:: 与えられた文章 ::
———

健康なうちから、筋肉が衰えないようトレーニングをしましょう。足の筋力が衰え始めても、病院のリハビリで回復できる場合もあります。
イボができる
→ 今からできる対処法は?
良性のイボでも、トリミング時にひっかかり出血することがあります。予防は難しいので早期発見に努めましょう。愛犬の体をよく観察し、イボがあったら触らずに動物病院へ。
肉球が硬くなる
→ 今からできる対処法は?
ふだんから、就寝前や散歩の前後など、愛犬の肉球にクリームを塗って保護を。急な肉球の硬化は、肝機能不全などの可能性もあるので注意して。
声が低くなる、イビキがひどくなる
→ 今からできる対処法は?
正しい食事と、適度な運動で肥満予防を心がけて。とくに短頭種はイビキの音が大きくなったら要注意。軟口蓋過長や気管虚脱などの病気かもしれません。
体臭が強くなる
→ 今からできる対処法は?

———

:: 記録された情報 ::
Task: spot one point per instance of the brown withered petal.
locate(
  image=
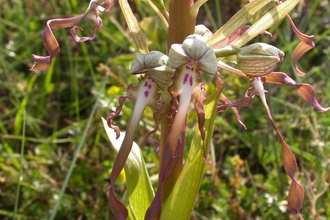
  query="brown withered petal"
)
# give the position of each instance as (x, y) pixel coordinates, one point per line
(49, 40)
(305, 45)
(305, 91)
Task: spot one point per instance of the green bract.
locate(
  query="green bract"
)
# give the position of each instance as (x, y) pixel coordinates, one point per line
(258, 59)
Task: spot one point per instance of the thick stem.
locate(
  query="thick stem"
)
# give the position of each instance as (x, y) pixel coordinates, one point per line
(181, 24)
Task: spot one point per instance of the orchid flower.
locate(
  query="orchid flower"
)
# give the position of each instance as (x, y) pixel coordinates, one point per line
(257, 62)
(167, 83)
(145, 93)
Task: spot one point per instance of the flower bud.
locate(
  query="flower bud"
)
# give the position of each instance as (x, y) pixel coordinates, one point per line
(148, 61)
(258, 59)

———

:: 取り組む課題 ::
A: 愛犬の体の変化と対処法についての文章を、2文で要約してください。
B: 愛犬の体の変化と対処法についての文章から、「健康なうちから、筋肉が衰えな」から「あったら触らずに動物病院へ。」までを、両端も含めてそのまま書き写してください。

:: 課題ごとの出力 ::
A: 愛犬に見られるイボ、肉球の硬化、声が低くなることやイビキの悪化といった変化ごとに、今からできる対処法が示されている。イボは早期発見に努めて触らずに動物病院へ連れて行き、肉球はふだんからクリームを塗って保護し、イビキなどには正しい食事と適度な運動で肥満予防を心がけるよう勧めている。

B:
健康なうちから、筋肉が衰えないようトレーニングをしましょう。足の筋力が衰え始めても、病院のリハビリで回復できる場合もあります。
イボができる
→ 今からできる対処法は?
良性のイボでも、トリミング時にひっかかり出血することがあります。予防は難しいので早期発見に努めましょう。愛犬の体をよく観察し、イボがあったら触らずに動物病院へ。